#### Short task:
Give the whole listing below as a two-column CSV headed input and output. Each row puts what is asked in the input column and what answers it in the output column, with every field in double quotes and line breaks replaced by spaces.
============================================================
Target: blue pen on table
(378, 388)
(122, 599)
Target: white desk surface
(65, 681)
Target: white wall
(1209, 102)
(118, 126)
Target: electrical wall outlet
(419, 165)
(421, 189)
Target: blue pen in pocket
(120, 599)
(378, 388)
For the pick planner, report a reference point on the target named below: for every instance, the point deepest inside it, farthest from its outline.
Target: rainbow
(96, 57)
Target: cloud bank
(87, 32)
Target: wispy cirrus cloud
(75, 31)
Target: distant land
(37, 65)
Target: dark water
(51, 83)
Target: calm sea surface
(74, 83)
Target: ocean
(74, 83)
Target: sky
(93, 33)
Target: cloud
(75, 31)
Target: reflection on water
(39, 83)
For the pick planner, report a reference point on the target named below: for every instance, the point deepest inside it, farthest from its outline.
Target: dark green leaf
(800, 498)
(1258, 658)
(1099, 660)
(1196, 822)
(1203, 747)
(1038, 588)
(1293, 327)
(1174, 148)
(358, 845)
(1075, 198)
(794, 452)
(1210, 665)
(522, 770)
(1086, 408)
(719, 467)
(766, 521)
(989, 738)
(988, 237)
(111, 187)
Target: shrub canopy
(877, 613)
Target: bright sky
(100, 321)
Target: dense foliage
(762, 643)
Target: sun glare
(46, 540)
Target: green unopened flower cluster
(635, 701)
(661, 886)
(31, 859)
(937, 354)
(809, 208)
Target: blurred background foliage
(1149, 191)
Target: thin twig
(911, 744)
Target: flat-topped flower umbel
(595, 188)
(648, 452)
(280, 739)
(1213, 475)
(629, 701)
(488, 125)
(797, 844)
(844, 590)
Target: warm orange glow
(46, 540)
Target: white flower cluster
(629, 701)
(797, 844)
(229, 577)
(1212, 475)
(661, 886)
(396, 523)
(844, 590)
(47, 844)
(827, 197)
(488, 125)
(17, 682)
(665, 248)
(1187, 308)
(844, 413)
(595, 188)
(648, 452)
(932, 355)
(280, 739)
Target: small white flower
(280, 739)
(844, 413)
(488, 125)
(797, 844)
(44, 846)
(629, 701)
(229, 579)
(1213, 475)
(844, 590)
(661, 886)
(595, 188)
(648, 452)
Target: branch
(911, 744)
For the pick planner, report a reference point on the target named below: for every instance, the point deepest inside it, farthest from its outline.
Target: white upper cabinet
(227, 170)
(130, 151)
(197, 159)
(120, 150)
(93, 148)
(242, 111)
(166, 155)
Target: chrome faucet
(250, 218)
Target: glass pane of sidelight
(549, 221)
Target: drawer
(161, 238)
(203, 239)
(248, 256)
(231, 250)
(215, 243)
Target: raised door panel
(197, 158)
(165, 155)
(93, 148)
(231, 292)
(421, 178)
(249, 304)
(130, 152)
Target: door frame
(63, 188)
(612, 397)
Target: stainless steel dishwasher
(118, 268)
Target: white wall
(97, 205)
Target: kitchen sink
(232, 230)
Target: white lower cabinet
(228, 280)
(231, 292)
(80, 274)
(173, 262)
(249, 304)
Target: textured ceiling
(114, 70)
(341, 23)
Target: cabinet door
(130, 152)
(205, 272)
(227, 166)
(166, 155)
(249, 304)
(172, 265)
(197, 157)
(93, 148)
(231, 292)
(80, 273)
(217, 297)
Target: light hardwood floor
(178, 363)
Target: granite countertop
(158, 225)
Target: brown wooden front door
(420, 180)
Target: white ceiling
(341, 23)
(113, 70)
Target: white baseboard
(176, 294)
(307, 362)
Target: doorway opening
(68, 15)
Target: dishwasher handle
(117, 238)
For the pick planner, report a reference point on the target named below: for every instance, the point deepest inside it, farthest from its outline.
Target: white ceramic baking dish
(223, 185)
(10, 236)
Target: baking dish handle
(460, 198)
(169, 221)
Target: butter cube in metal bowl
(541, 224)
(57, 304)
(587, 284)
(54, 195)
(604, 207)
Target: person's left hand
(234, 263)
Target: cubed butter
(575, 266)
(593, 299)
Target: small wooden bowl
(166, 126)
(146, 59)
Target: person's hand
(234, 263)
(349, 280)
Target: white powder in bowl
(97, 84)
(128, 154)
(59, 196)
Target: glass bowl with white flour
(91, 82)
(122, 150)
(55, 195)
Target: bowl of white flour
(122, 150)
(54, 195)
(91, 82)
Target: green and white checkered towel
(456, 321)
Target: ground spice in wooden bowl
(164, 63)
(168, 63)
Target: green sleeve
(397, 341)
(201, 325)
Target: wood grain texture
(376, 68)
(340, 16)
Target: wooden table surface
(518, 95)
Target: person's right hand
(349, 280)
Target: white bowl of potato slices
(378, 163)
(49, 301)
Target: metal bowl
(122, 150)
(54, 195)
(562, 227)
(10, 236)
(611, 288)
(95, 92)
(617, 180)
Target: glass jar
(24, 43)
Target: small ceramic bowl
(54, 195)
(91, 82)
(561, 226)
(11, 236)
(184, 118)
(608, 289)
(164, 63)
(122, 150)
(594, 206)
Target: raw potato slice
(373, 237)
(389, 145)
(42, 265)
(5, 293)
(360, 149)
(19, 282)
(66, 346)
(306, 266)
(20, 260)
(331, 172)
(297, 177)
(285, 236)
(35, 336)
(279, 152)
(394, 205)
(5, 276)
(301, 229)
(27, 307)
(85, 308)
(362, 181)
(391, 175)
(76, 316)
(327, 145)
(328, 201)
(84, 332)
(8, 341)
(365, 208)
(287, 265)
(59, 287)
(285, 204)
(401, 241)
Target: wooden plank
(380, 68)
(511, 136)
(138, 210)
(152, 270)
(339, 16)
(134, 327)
============================================================
#### Written reply:
input,output
"Target: blue pen on table","(378, 388) (122, 599)"
"Target: white desk surface","(65, 681)"
"Target: white wall","(1209, 102) (118, 126)"
"Target: electrical wall outlet","(419, 165) (421, 189)"
"Target: blue pen in pocket","(120, 599) (378, 388)"
"For the pick planner, report a reference point on the target named below: for every instance, the point deepest inside it, farthest from its outline. Target: rainbow","(96, 57)"
"Target: cloud bank","(87, 32)"
"Target: wispy cirrus cloud","(75, 31)"
"Target: distant land","(37, 65)"
"Target: dark water","(51, 83)"
"Target: calm sea surface","(74, 83)"
"Target: ocean","(74, 83)"
"Target: sky","(93, 33)"
"Target: cloud","(75, 31)"
"Target: reflection on water","(39, 83)"
"For the pick planner, report a reference point on the target named below: for every instance, the point deepest inside it, farthest from its outline. Target: dark green leaf","(800, 498) (1258, 658) (1099, 660) (1196, 822) (1203, 747) (1038, 588) (1293, 327) (1174, 148) (358, 845) (1075, 198) (794, 452) (1210, 665) (522, 770) (1086, 408) (719, 467) (766, 521) (989, 738) (988, 237) (111, 187)"
"Target: shrub canopy","(877, 613)"
"Target: bright sky","(100, 321)"
"Target: dense foliage","(762, 643)"
"Target: sun glare","(46, 540)"
"Target: green unopened flower cluster","(635, 701) (661, 886) (31, 859) (937, 354) (809, 208)"
"Target: blurred background foliage","(1149, 191)"
"Target: thin twig","(911, 744)"
"Target: flat-topped flower umbel","(595, 188) (648, 452) (280, 739) (1213, 475) (629, 701) (488, 125) (797, 844) (844, 590)"
"Target: warm orange glow","(46, 540)"
"Target: white flower cluster","(629, 701) (797, 844) (229, 577) (1212, 475) (661, 886) (396, 523) (844, 590) (47, 844) (827, 197) (488, 125) (17, 682) (665, 248) (1187, 308) (844, 413) (595, 188) (648, 452) (932, 355) (280, 739)"
"Target: small white flower","(280, 739) (844, 413) (488, 125) (797, 844) (44, 846) (629, 701) (229, 579) (1213, 475) (844, 590) (661, 886) (595, 188) (648, 452)"
"Target: branch","(911, 744)"
"For the pick planner, report a reference point on the target named below: for every instance, the point deepest inside it, farthest from its outline. Target: white upper cabinet","(227, 170) (130, 151) (197, 159) (120, 150) (93, 148) (242, 111) (166, 155)"
"Target: chrome faucet","(250, 218)"
"Target: glass pane of sidelight","(549, 221)"
"Target: drawer","(161, 238) (203, 239) (248, 256) (231, 250) (215, 243)"
"Target: raised door panel","(197, 158) (165, 155) (93, 148) (231, 292) (421, 178) (249, 304) (130, 152)"
"Target: door frame","(63, 188) (612, 397)"
"Target: stainless steel dishwasher","(118, 268)"
"Target: white wall","(97, 205)"
"Target: kitchen sink","(232, 230)"
"Target: white lower cabinet","(228, 280) (231, 292) (80, 274) (173, 262) (249, 304)"
"Target: textured ceiling","(114, 70) (341, 23)"
"Target: cabinet door","(130, 152) (205, 272) (227, 166) (166, 155) (249, 304) (172, 265) (197, 157) (93, 148) (231, 292) (80, 273) (217, 297)"
"Target: light hardwood floor","(178, 363)"
"Target: granite countertop","(158, 225)"
"Target: brown wooden front door","(420, 180)"
"Target: white ceiling","(341, 23) (113, 70)"
"Target: white baseboard","(176, 294) (307, 362)"
"Target: doorway opening","(68, 15)"
"Target: dishwasher handle","(117, 238)"
"For the pick planner, report a reference point on the target named below: for every instance, the point deepest inside it, farthest from its outline. Target: white ceramic baking dish","(223, 185) (10, 236)"
"Target: baking dish handle","(460, 198) (169, 221)"
"Target: butter cube in metal bowl","(541, 224) (57, 304) (587, 284) (54, 195) (604, 207)"
"Target: person's left hand","(234, 263)"
"Target: cubed butter","(575, 266) (593, 299)"
"Target: small wooden bowl","(166, 126) (146, 59)"
"Target: person's hand","(234, 263) (349, 280)"
"Target: white powder in bowl","(97, 84) (128, 154) (59, 196)"
"Target: glass bowl with white flour","(91, 82) (122, 150) (55, 195)"
"Target: bowl of white flour","(122, 150) (54, 195) (91, 82)"
"Target: green and white checkered towel","(456, 321)"
"Target: ground spice in wooden bowl","(164, 63) (168, 63)"
"Target: green sleeve","(397, 341) (201, 325)"
"Target: wood grain texture","(376, 68) (340, 16)"
"Target: wooden table surface","(518, 95)"
"Target: person's right hand","(349, 280)"
"Target: white bowl of potato slices","(378, 163) (49, 301)"
"Target: metal bowl","(122, 150) (54, 195) (562, 227) (10, 236) (611, 288) (95, 92) (617, 180)"
"Target: glass jar","(24, 43)"
"Target: small ceramic bowl","(54, 195) (91, 82) (561, 226) (11, 236) (184, 118) (608, 289) (164, 63) (122, 150) (594, 206)"
"Target: raw potato slice","(373, 237) (389, 145) (42, 265) (5, 293) (360, 149) (19, 282) (66, 346) (306, 266) (20, 260) (331, 172) (297, 177) (285, 236) (35, 336) (279, 152) (394, 205) (5, 276) (301, 229) (27, 307) (85, 308) (362, 181) (391, 175) (76, 316) (327, 145) (328, 201) (84, 332) (8, 341) (365, 208) (287, 265) (59, 287) (285, 204) (401, 241)"
"Target: wooden plank","(380, 68) (511, 136) (138, 210) (152, 270) (339, 16) (134, 327)"